ТЕКСТ СТРАНИЦЫ —
^^^^^^^^

Луи Филипп был живым символом лицемерия и низости своего времени. И, думая о будущем рисунке, Домье хотел сделать его так, чтобы это была карикатура не только на короля, но и на всю прогнившую, продажную и лживую монархию.

Работал Оноре с жадностью, исправляя, перерисовывая, подолгу размышляя над каждой мелочью, — здесь все имело значение.

Главное место в литографии занял сам Гаргантюа — жирный великан с грушеподобной головой и тонкими ногами старого подагрика. Он сидел в кресле, возвышаясь, как огромный безобразный идол, над толпой людей, над башнями Парижа. В открытый рот великана вели мостки. По ним бесконечной чередой поднимались к огромной пасти люди с корзинами золота на плечах. Изможденные, голодные рабочие под грозными взорами чиновников бросали в пустую корзину свои последние гроши. У подножия трона люди в мундирах и фраках ловили треуголками падающие из переполненных корзин мешочки с деньгами.

А под кресло, сквозь сиденье, низвергался густой поток переваренного чудовищем золота в виде дворянских грамот, крестов Почетного легиона, маршальских жезлов, патентов на государственные должности. Там толпились жаждущие наград и почестей банкиры, политические дельцы и другие властители страны. За ними, словно осеняя это зловонное торжище, развевался трехцветный республиканский флаг.

За работой дни проходили быстро. Наступил декабрь. Густой туман оседал на город. Смешиваясь с дымом, копотью и тающим снегом, он превращался в липкую грязь. Беднякам приходилось еще труднее, чем обычно, и Домье с ужасом смотрел на посиневших, дрожащих от холода людей, многие из которых сражались, наверное, на июльских баррикадах. Вот они те, чьи деньги пожирал ненасытный король Гаргантюа.

В середине декабря Домье принес Филипону только что законченную литографию. Журналист хохотал, глядя на рисунок. Потом спросил:

— Вы не боитесь, что это может закончиться для вас неприятностями? Гаргантюа страшен в гневе!

— Но ведь вы не боялись, месье Филипон! — ответил Домье и прибавил улыбнувшись: — Поживем, увидим. А пока неприятности начнутся у Гаргантюа.

Филипон отослал камень в типографию, и через несколько дней первые оттиски карикатуры были доставлены в редакцию.

15 декабря «Гаргантюа» появился в витрине магазина Обера.

Был мглистый холодный день, каких немало случалось в ту ненастную зиму. В галерее Веро-Дода толпилось много народу, здесь спасались от непогоды и развлекались, разглядывая многочисленные витрины.

Как только распахнулись ставни на окнах магазина Обера, прохожие обратили внимание на никому еще не известную литографию. У витрины стали останавливаться люди. Вперед протискивались вездесущие уличные мальчишки, восторженно приветствуя появление новой груши.

Кое-кто из собравшихся перед окном улыбался. Смеялись мало. Литография была не столь забавна, сколь страшна своей безжалостной правдой. За этим рисунком, за отвратительным великаном вставала вся сегодняшняя Франция со звоном золота, вырванного из рук бедняков и сыпавшегося в карманы буржуа, с глухим ропотом голодных, с густым смрадом нечистых финансовых махинаций, с поруганным республиканским флагом, с чудовищной алчностью короля-банкира.

^^^^^^^^

ЗАПИСАННЫЕ ДАННЫЕ —
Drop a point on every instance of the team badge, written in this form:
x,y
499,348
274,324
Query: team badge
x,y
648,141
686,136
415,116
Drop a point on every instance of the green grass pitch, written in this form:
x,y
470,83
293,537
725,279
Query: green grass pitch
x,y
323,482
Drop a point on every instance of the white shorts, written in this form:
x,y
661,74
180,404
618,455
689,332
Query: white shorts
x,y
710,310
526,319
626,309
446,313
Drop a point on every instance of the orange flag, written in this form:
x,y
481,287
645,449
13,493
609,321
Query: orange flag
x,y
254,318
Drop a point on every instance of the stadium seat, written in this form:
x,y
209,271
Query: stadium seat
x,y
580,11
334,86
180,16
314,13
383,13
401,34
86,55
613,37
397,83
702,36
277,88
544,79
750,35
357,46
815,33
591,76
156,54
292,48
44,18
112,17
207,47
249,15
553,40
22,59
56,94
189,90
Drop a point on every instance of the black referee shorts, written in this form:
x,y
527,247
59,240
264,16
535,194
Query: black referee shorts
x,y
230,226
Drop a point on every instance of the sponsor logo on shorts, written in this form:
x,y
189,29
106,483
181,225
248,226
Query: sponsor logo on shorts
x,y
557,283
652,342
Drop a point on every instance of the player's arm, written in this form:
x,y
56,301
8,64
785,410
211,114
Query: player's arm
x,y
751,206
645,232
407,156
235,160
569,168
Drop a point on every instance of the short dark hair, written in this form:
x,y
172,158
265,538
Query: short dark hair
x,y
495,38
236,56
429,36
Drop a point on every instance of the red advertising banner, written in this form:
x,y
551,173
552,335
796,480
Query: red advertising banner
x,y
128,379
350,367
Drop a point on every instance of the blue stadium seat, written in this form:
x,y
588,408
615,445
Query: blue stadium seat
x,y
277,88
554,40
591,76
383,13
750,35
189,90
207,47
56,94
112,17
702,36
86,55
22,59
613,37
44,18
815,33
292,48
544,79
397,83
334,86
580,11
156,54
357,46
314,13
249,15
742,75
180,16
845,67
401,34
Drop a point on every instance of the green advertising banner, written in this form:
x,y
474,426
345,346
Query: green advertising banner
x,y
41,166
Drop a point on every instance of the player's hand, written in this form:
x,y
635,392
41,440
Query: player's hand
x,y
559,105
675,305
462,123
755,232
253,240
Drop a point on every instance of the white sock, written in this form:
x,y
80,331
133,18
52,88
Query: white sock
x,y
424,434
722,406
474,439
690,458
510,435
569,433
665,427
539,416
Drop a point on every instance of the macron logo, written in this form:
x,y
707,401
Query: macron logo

^^^^^^^^

ЧТО НУЖНО СДЕЛАТЬ —
1. Верните без изменений отрезок записей от строки, содержащей «Drop a point on every instance of the green advertising», до самого конца записей, включая обе границы.
2. Напишите следующую часть текста о карикатуре Домье, начиная сразу после его последнего предложения.
Текст и записи взяты из разных источников.

РЕЗУЛЬТАТЫ ПО ЗАДАНИЯМ —
1.
Drop a point on every instance of the green advertising banner, written in this form:
x,y
474,426
345,346
Query: green advertising banner
x,y
41,166
Drop a point on every instance of the player's hand, written in this form:
x,y
635,392
41,440
Query: player's hand
x,y
559,105
675,305
462,123
755,232
253,240
Drop a point on every instance of the white sock, written in this form:
x,y
80,331
133,18
52,88
Query: white sock
x,y
424,434
722,406
474,439
690,458
510,435
569,433
665,427
539,416
Drop a point on every instance of the macron logo, written in this form:
x,y
707,401
Query: macron logo

2.
Толпа росла.

В узкой галерее нельзя было протолкнуться. Люди возбужденно переговаривались, мальчишки свистели, слышалась сочная ругань по адресу короля. Гул взволнованных голосов, брань, хохот, свист наполняли галерею. Зрители взволнованно жестикулировали, размахивали зонтиками и тростями. Многие старались пробиться в магазин, чтобы купить литографию.

Этот разгул страстей вскоре был прекращен появлением в магазине правительственных чиновников. Со стуком закрылись ставни. «Свобода печати», так блестяще охарактеризованная Филипоном, действовала безотказно, как хорошо смазанная гильотина. Едва родившись, «Гаргантюа» нашел могилу в портфелях реквизиторов, а имена художника, печатника и издателя появились в списках префектуры.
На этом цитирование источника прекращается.